━━━━━ Data for processing

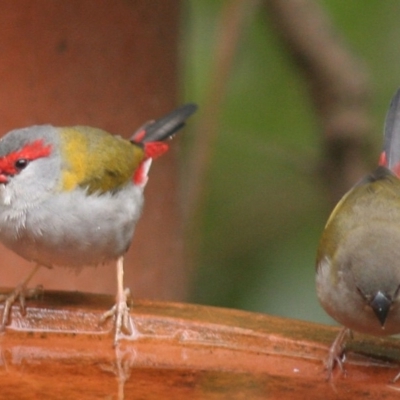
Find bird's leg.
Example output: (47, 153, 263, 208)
(0, 263, 43, 330)
(100, 256, 136, 345)
(325, 327, 351, 379)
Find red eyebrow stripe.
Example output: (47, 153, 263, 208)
(0, 139, 52, 175)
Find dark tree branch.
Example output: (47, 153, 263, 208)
(184, 0, 260, 225)
(264, 0, 372, 204)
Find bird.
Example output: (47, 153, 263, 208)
(0, 103, 197, 344)
(316, 89, 400, 377)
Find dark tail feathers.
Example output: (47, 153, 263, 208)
(131, 103, 197, 144)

━━━━━━━━━━

### Task item
Any pictures above are to be left out. Retype the rest of the records exactly.

### Answer area
Find bird's leg.
Example output: (47, 153, 263, 208)
(0, 263, 43, 330)
(100, 256, 136, 345)
(325, 327, 351, 379)
Find red eyebrow stripe.
Example output: (47, 153, 263, 208)
(0, 139, 52, 175)
Find dark tree branch.
Example output: (47, 153, 263, 208)
(184, 0, 260, 225)
(264, 0, 372, 204)
Find bird.
Example output: (47, 153, 263, 208)
(0, 103, 197, 344)
(316, 89, 400, 377)
Find dark tail feathers.
Example output: (47, 153, 263, 208)
(131, 103, 197, 144)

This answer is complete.